* [Stored data]
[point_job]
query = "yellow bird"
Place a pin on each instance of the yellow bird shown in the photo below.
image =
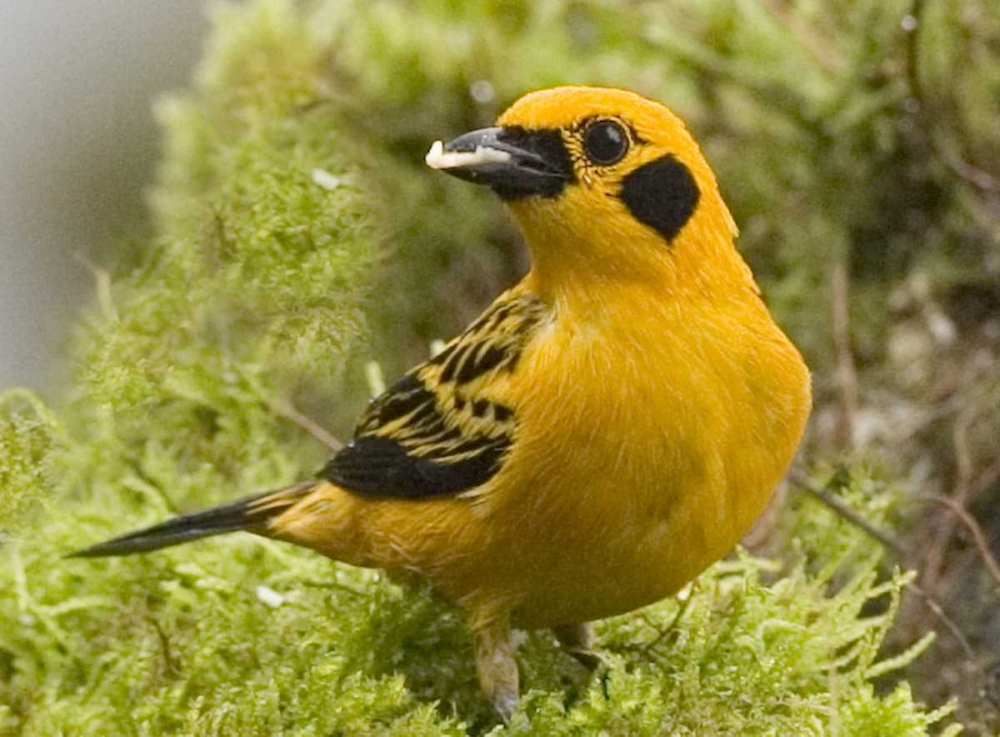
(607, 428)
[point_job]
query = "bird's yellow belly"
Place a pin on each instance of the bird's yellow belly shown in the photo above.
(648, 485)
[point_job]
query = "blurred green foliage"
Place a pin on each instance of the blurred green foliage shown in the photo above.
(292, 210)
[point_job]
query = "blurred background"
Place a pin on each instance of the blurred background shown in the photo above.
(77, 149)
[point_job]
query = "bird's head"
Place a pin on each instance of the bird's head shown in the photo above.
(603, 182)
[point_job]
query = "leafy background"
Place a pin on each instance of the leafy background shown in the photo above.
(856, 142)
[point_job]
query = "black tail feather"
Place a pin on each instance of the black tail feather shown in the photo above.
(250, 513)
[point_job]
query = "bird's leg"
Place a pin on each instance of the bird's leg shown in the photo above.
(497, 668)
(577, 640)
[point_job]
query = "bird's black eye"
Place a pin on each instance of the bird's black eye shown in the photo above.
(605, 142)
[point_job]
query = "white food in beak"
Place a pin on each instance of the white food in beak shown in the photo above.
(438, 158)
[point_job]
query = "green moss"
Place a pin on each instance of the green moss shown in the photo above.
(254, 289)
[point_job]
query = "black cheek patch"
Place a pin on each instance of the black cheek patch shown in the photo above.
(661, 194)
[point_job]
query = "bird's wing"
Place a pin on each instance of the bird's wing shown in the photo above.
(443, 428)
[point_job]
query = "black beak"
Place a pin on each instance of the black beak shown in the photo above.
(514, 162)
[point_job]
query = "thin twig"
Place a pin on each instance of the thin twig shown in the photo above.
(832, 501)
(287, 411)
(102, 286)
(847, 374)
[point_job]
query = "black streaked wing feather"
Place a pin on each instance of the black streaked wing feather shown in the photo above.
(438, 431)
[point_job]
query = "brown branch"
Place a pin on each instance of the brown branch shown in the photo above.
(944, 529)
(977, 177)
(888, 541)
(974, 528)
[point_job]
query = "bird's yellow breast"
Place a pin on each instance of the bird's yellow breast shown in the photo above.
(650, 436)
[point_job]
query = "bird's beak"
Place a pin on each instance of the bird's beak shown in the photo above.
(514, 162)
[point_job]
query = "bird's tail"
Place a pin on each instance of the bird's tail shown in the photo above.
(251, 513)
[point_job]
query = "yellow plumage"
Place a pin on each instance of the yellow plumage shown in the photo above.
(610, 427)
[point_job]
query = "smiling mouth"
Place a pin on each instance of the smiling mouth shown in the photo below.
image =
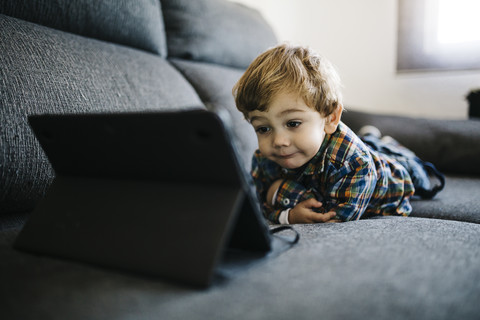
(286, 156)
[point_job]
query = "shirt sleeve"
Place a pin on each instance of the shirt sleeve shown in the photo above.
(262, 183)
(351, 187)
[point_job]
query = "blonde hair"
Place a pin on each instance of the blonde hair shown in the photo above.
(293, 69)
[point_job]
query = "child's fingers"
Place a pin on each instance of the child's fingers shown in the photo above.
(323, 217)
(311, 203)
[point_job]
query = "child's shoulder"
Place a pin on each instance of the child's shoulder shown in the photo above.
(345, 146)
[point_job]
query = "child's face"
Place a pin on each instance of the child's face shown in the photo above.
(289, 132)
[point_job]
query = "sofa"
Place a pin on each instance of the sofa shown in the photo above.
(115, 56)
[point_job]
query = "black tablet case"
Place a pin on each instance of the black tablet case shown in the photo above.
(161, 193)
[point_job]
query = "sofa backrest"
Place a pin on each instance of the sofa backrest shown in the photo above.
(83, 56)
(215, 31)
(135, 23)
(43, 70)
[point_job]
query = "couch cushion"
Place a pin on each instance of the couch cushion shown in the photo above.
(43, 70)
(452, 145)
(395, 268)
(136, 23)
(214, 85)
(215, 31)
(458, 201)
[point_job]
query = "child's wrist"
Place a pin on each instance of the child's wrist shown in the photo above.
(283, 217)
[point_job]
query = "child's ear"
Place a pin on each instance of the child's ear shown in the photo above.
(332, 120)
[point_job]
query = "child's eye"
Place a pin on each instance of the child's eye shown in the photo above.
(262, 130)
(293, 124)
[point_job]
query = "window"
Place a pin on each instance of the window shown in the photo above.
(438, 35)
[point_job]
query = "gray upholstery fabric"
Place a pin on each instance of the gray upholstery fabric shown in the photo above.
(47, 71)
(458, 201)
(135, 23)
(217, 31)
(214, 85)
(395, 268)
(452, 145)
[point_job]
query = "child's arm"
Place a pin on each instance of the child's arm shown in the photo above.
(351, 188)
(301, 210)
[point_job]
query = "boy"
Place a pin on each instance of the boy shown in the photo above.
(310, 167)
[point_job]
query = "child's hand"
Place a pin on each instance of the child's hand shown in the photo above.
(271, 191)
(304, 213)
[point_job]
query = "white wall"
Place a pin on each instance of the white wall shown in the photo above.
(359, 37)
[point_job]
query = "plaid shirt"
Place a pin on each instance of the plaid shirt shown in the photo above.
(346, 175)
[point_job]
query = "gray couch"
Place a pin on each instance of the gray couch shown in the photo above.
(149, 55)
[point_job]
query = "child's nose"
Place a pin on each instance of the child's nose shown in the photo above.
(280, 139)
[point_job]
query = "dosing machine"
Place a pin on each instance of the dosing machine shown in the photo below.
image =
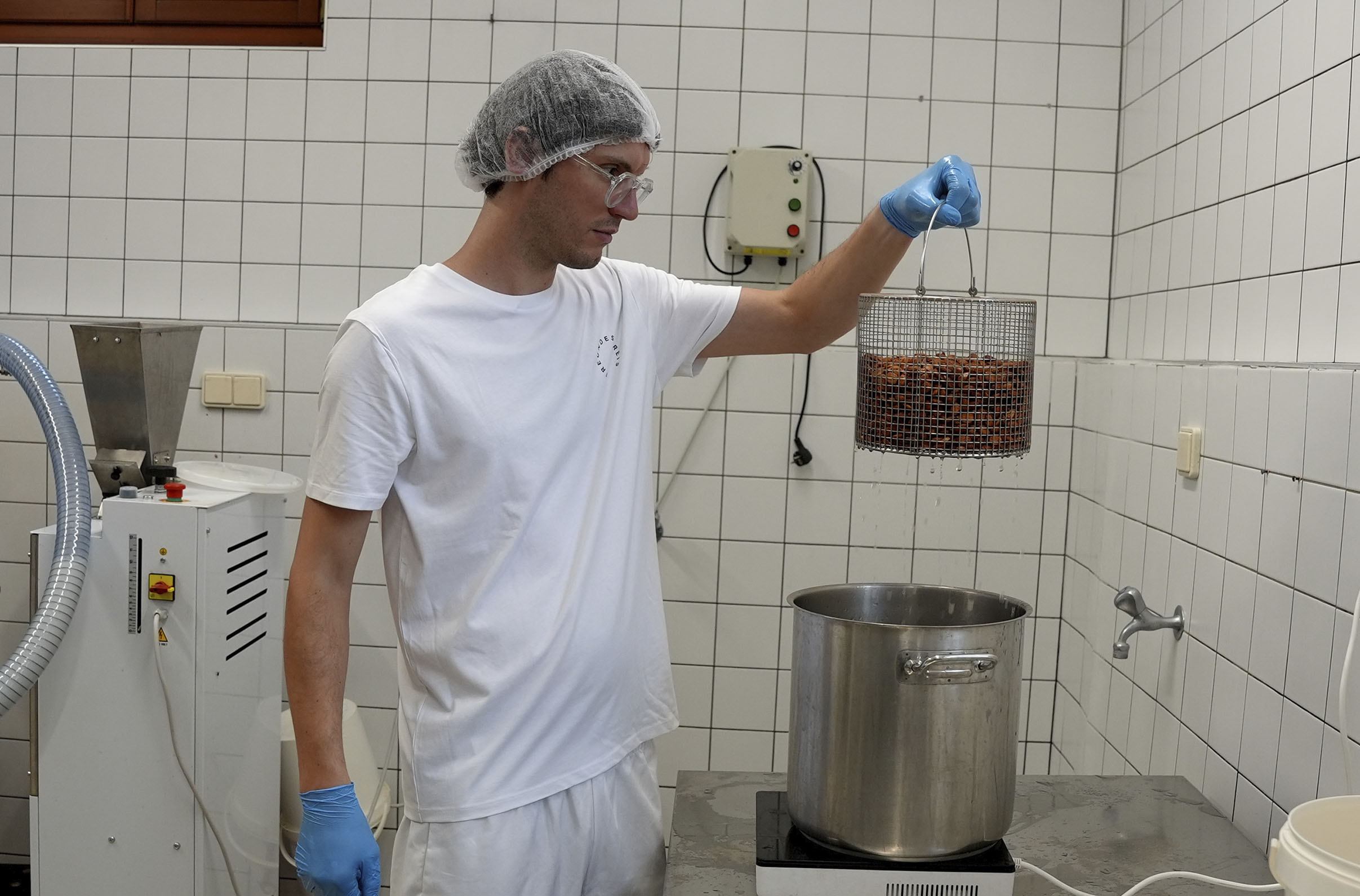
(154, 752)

* [What you need to do]
Exclude the pictures, and transcribe all of the material exactly.

* [The result]
[point_job]
query = "yellow bird"
Place a pin on each instance of the yellow bird shown in the photo below.
image =
(607, 428)
[point_job]
query = "bird's yellow belly"
Place a pin on each instance of the bird's yellow belly shown in the photo above.
(648, 485)
[point_job]
query = "blurred green foliage"
Place a pin on each instance of the blurred green foliage shown in the photo above.
(292, 210)
[point_job]
query = "blurred background"
Place a pin on each instance of the blurred background shown in the photo above.
(77, 149)
[point_job]
query = "bird's head"
Place a pin on each instance of the bird's head shown in the photo above.
(603, 182)
[point_job]
query = "leafy background"
Place a pin on each instance of the leafy background shown in the photo above.
(856, 142)
[point_job]
query = "black tail feather"
Place a pin on each instance of the black tail feather shown in the photo above.
(250, 513)
[point_job]
query = "bird's leg"
Place a pin on each instance of the bird's leg shown in the photo above.
(497, 668)
(577, 640)
[point_job]
query = "bird's black eye"
Place a pin on each instance of the bird's black eye shown in the photo above.
(605, 142)
[point_job]
query = "white food in beak"
Place a pin on each instance of the white food in beak shown in the photo above.
(438, 158)
[point_job]
query = "green moss"
Place a pin on each instance of the green moss shown in the photo above.
(254, 289)
[point_job]
query = "black cheek patch"
Place a pin on each instance of the black cheek patch shown in the photo above.
(661, 194)
[point_job]
query = "bird's wing"
Place a pin on each instance of the bird's wing shown in the photo above.
(443, 428)
[point_job]
query = "black beak"
Place a pin on each instance of the black beak shown in the photo above.
(514, 162)
[point_job]
query = "thin twig"
Place a pin on each instance of the thin twig shown in the photo above.
(832, 501)
(287, 411)
(102, 286)
(847, 374)
[point_job]
query = "black streaked wing feather"
Place a pin on each instance of the black streaked wing feather shown in the photo above.
(438, 431)
[point_job]
query = "brown branch"
Place a pin on each instance of the brown branch shown in the photo above.
(944, 529)
(977, 177)
(888, 541)
(974, 528)
[point_job]
query = "bird's yellow breast"
Place a pin on each instance of the bird's yellow breast shown in the photo above.
(650, 436)
[point_job]
query = "bird's beak"
Place a pin on each instance of the bird's beak shown in the photo above.
(514, 162)
[point_job]
query = "bird's tail"
Place a pin on each instance of the bird's tail shown in the photo above.
(251, 513)
[point_job]
query = "yellow plumage"
Place a pin on each instance of the yellow plumage shown in the photo above.
(610, 427)
[point_job]
query = "smiling mouth"
Place a pin on each instance of the smiling mouth shown in the photo below.
image =
(286, 156)
[point_job]
query = "shirt sleeve"
Place a pin on each instance of the shirt sleeve shown in the photo above.
(262, 183)
(351, 187)
[point_job]
query = "blonde hair"
Place a pin on each instance of the blonde hair shown in the photo above.
(293, 69)
[point_job]
query = "child's fingers"
Place a pin on each instance of the child's fingers shown in the photo above.
(323, 217)
(311, 203)
[point_job]
query = "child's shoulder"
Place a pin on each instance of the child's shoulder shown in the photo above.
(345, 146)
[point_job]
query = "child's face"
Place a pin on each instance of the child's face shown in the photo above.
(289, 132)
[point_job]
query = "sofa"
Place a pin on each instance of the sofa shown in the photo above.
(115, 56)
[point_job]
query = "black tablet case"
Place a pin on each instance of the black tablet case shown in the photo above.
(161, 193)
[point_job]
query = "sofa backrest"
Place a pin on each instance of the sofa backrest shown in the photo above.
(83, 56)
(215, 31)
(135, 23)
(43, 70)
[point_job]
query = "couch cushion"
Place a pin on each instance of the couch cushion shown in the photo above.
(43, 70)
(452, 145)
(395, 268)
(136, 23)
(214, 85)
(215, 31)
(458, 201)
[point_job]
query = "child's wrist"
Place a pin on each instance of the child's wrist shown in the photo above.
(283, 217)
[point_job]
query = "child's ear"
Place a pin on each instance of the child's ear shown in the photo above.
(332, 120)
[point_job]
query = "child's eye"
Place a pin on each instance of the child's eye shown in the photo above.
(262, 130)
(293, 124)
[point_job]
query = "window"
Place a pin on each instance of the window shown in the photo above.
(438, 35)
[point_job]
query = "gray upholstery fabric"
Place a pin on each instance of the gray upholstery fabric shown in the photo above.
(47, 71)
(458, 201)
(135, 23)
(217, 31)
(214, 85)
(395, 268)
(452, 145)
[point_job]
query = "child's arm"
Place a pin on each instance of the child's arm shown in the photo above.
(351, 188)
(301, 210)
[point_job]
query = "boy"
Place a pin on each instance of the boy shown in the photo above.
(310, 167)
[point_job]
query = "child's hand"
Place a pin on each instance of the child's hand shown in the photo above.
(271, 191)
(304, 213)
[point_job]
query = "white wall"
Place a pin on each instance of the white wall shown in the photo above.
(359, 37)
[point_job]
query = "plaid shirt"
Place a pin on each instance of the plaid shirt shown in the photo above.
(346, 175)
[point_job]
query = "gray couch"
Place a pin on each instance of the gray couch shown in the photo above.
(149, 55)
[point_job]
query = "child's nose"
Place a pin on each instance of the child's nose shown in the photo above.
(280, 139)
[point_job]
query = "dosing machine"
Place a pin on each instance of the dosing machine shown in the photo below.
image =
(154, 752)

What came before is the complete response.